■ **Source extract**
|---|
Devices on the I-BUS can initiate communication when the bus is idle. However, if a device detects that the line is pulled low without its intervention, it must cease transmission to avoid collisions. This mechanism is crucial for maintaining orderly communication and ensuring data integrity across the network.
Packet Structure
An I-BUS packet is structured to include several key components: the Source Device ID, Length, Destination Device ID, Data, and an XOR Checksum. The Source Device ID identifies the sender, while the Destination Device ID specifies the intended recipient. The Length field indicates the number of bytes in the packet, excluding the Source ID and Length itself.
The Data field contains the message content, and the XOR Checksum is calculated by performing a byte-wise XOR operation on all bytes in the packet. This checksum is crucial for verifying the integrity of the message, as the receiver will compare it against its own calculation to determine if the packet has been received correctly.
|---|
■ **Data**
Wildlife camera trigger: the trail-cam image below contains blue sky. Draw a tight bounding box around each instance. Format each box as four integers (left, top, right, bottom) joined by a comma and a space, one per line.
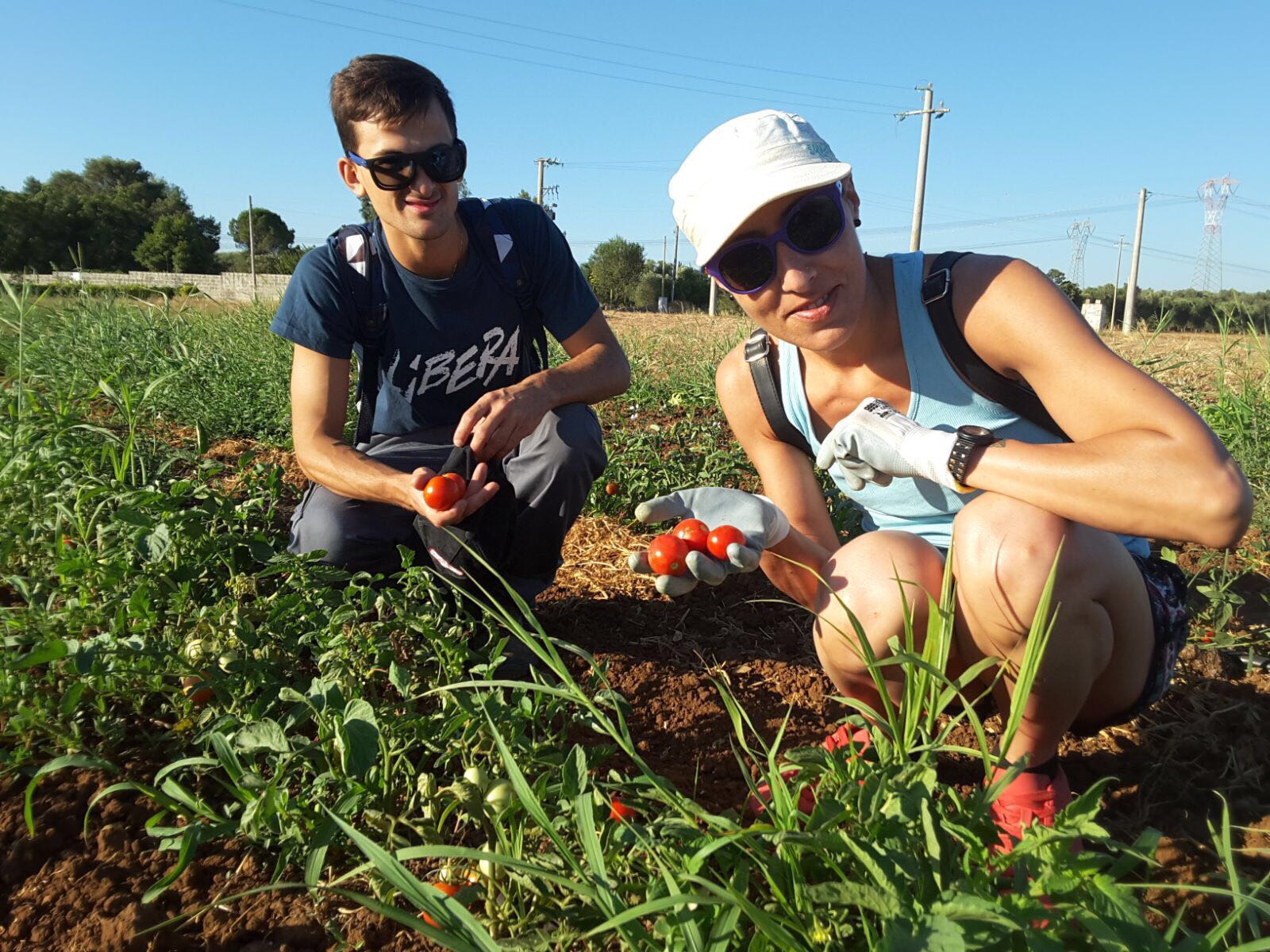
|---|
■ **Requirement 1**
Print everything in the I-BUS excerpt from "Packet Structure" down to "been received correctly.".
■ **Requirement 2**
Turn the paragraph of the I-BUS excerpt that begins "An I-BUS packet is structured" into a short list that keeps its main facts.
You can set the material aside; none of it is needed here.

■ **Expected answer 1**
Packet Structure
An I-BUS packet is structured to include several key components: the Source Device ID, Length, Destination Device ID, Data, and an XOR Checksum. The Source Device ID identifies the sender, while the Destination Device ID specifies the intended recipient. The Length field indicates the number of bytes in the packet, excluding the Source ID and Length itself.
The Data field contains the message content, and the XOR Checksum is calculated by performing a byte-wise XOR operation on all bytes in the packet. This checksum is crucial for verifying the integrity of the message, as the receiver will compare it against its own calculation to determine if the packet has been received correctly.

■ **Expected answer 2**
- An I-BUS packet contains a Source Device ID, Length, Destination Device ID, Data, and an XOR Checksum.
- Source Device ID: identifies the sender.
- Destination Device ID: specifies the intended recipient.
- Length: gives the number of bytes in the packet, excluding the Source ID and the Length field itself.